Object pointing dataset rows:
-.-.-
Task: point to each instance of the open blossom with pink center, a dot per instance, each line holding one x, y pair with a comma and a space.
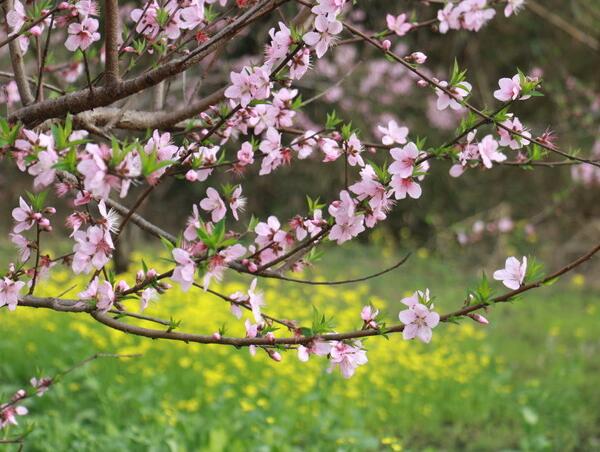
393, 133
22, 244
398, 24
245, 155
193, 15
185, 269
324, 34
330, 8
251, 332
319, 348
404, 160
353, 150
488, 151
347, 223
9, 413
9, 292
419, 319
369, 316
237, 202
513, 273
510, 140
24, 216
256, 301
218, 263
16, 17
148, 294
459, 93
82, 35
9, 93
94, 169
93, 249
513, 7
248, 84
214, 204
279, 46
403, 186
347, 357
510, 89
102, 292
41, 385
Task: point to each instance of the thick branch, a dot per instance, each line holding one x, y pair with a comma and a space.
16, 59
142, 120
100, 97
112, 31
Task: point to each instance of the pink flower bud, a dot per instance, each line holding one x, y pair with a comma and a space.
122, 286
191, 176
479, 318
275, 356
418, 57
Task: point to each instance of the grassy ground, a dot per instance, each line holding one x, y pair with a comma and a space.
526, 382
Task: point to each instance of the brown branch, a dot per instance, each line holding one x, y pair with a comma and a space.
143, 120
112, 31
16, 58
84, 100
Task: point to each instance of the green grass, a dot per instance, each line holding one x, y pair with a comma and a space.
528, 381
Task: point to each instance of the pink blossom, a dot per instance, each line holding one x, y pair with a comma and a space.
279, 46
185, 269
418, 319
353, 150
245, 155
214, 204
513, 273
460, 92
513, 7
237, 202
148, 294
22, 244
324, 35
510, 89
93, 249
369, 315
9, 93
513, 141
16, 17
404, 160
24, 216
82, 35
398, 24
9, 413
347, 357
101, 292
319, 348
193, 15
42, 385
488, 150
393, 133
402, 186
9, 292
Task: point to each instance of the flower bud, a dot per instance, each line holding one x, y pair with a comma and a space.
479, 318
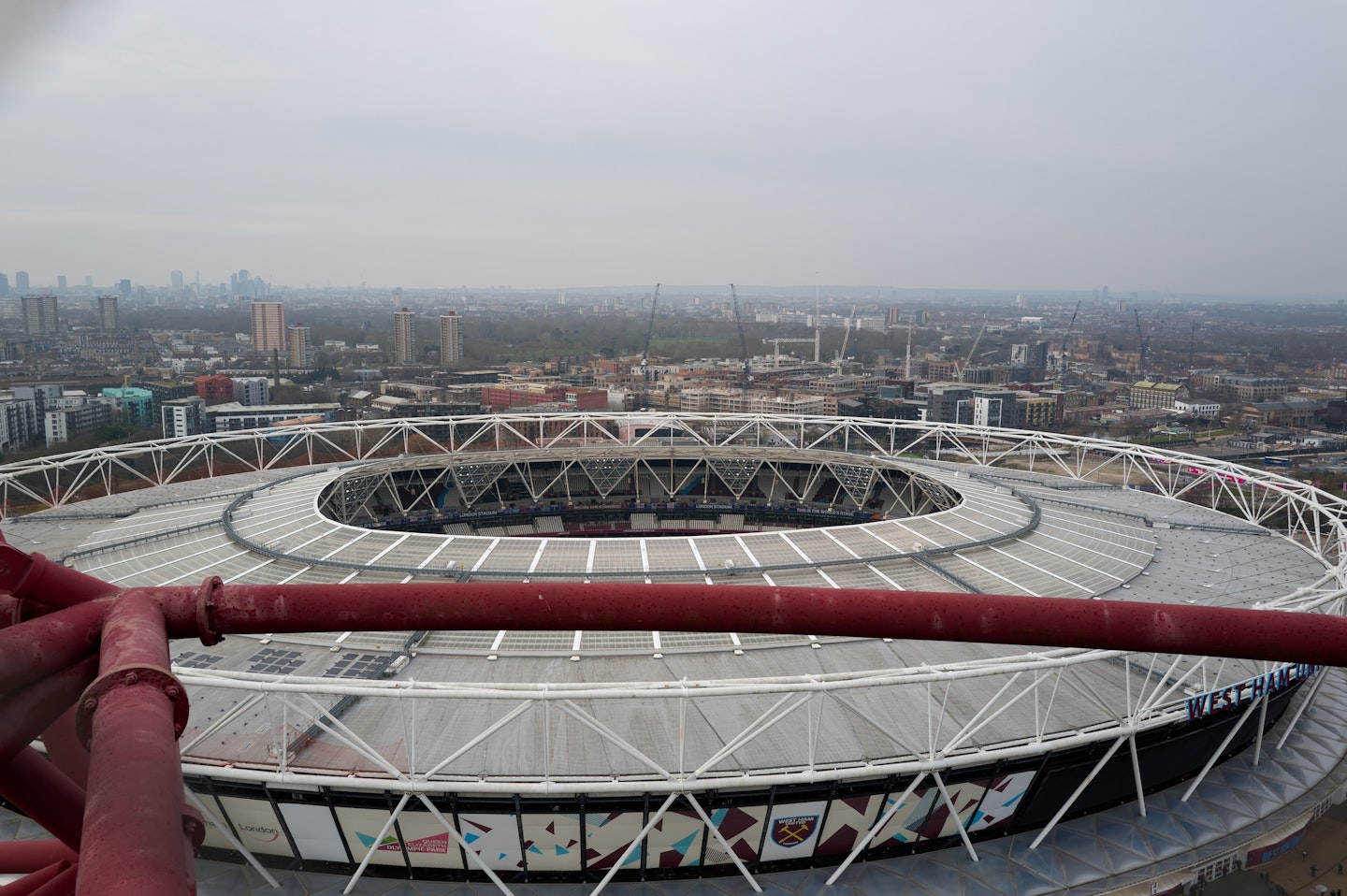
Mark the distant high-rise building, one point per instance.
(300, 348)
(268, 325)
(450, 339)
(108, 312)
(404, 337)
(1029, 354)
(39, 315)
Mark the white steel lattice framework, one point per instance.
(988, 513)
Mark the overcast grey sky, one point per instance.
(1147, 146)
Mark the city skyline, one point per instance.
(971, 147)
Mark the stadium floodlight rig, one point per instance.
(85, 664)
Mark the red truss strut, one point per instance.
(135, 837)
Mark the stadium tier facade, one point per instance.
(522, 758)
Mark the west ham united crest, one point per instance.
(795, 831)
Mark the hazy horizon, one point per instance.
(971, 146)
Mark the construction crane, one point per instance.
(779, 341)
(847, 339)
(645, 354)
(746, 375)
(976, 340)
(1065, 340)
(1144, 342)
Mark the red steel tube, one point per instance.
(132, 831)
(24, 715)
(39, 789)
(33, 575)
(62, 884)
(38, 881)
(43, 645)
(997, 618)
(27, 856)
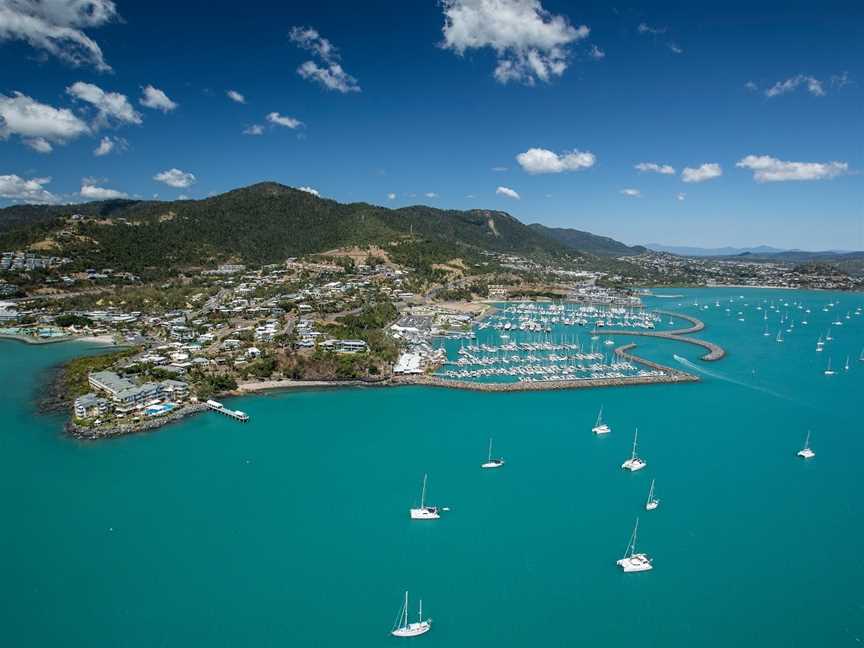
-.-.-
» Problem to solve: Reproduce the listing above line for line, omitting the pictures.

» Answer to this task:
Task: point to each instance of the open blossom with pink center, a dot per instance, each line holding one x, y pair with a comma and a space.
393, 133
22, 244
398, 24
245, 155
193, 15
185, 269
324, 34
330, 8
251, 332
319, 348
404, 160
353, 150
488, 151
347, 223
9, 413
9, 292
419, 319
369, 316
237, 202
513, 273
510, 140
24, 216
256, 301
218, 263
16, 17
148, 294
459, 93
82, 35
9, 93
94, 169
93, 249
513, 7
248, 84
214, 204
279, 46
403, 186
347, 357
510, 89
102, 292
41, 385
Task: point to each instance of the thick branch, a dot per instance, each line holding one x, y pair with a comma and a space.
16, 59
142, 120
100, 97
112, 31
Task: point to each instance of the pink flower bud, a dot per instance, each line holding one x, y pair with a comma and a space.
122, 286
191, 176
479, 318
275, 356
418, 57
Task: point to each instance of the grassy ground, a dot per instance, each line holding one x, y pair with a comma and a space.
526, 382
Task: point to each instance of the brown branch, a dot per instance, each line holding one x, y pair with a comma and a space.
143, 120
112, 31
16, 58
84, 100
Task: point to each instance of the green grass, a dot per instance, each line holding one x, y pair with a comma and a space.
528, 381
Task: point to each instance of the pink blossom, a dot per instance, each line holding one x, y pair with a comma and a space.
279, 46
185, 269
418, 319
353, 150
245, 155
214, 204
513, 273
460, 92
513, 7
237, 202
148, 294
22, 244
324, 35
510, 89
93, 249
369, 315
9, 93
513, 141
16, 17
404, 160
24, 216
82, 35
398, 24
9, 413
347, 357
101, 292
319, 348
193, 15
42, 385
488, 150
393, 133
402, 186
9, 292
Task: point to each instance of the flower bud, a dot per instance, each line holding one x, y pair with a comma and a space.
479, 318
Mark the distant high-rise building, one point per instance.
(300, 348)
(268, 325)
(450, 339)
(108, 312)
(404, 337)
(1029, 354)
(39, 315)
Mark the white steel lattice framework, one point per instance.
(988, 513)
Mark the overcast grey sky, one point per instance.
(1147, 146)
Mark the city skyline, one point per instance.
(971, 147)
Mark the stadium floodlight rig, one point per instance.
(85, 664)
Mark the red truss strut, one point per instance.
(135, 837)
Mark the stadium tier facade, one point per instance.
(522, 758)
Mark the west ham united crest, one point per instance.
(795, 831)
Mark the hazy horizon, one point per instance.
(971, 146)
Mark the construction crane, one point per instance.
(779, 341)
(847, 339)
(645, 354)
(746, 375)
(976, 340)
(1065, 340)
(1144, 342)
Mark the red steel tube, one point per instance.
(132, 831)
(24, 715)
(39, 789)
(33, 575)
(62, 884)
(38, 881)
(43, 645)
(997, 618)
(27, 856)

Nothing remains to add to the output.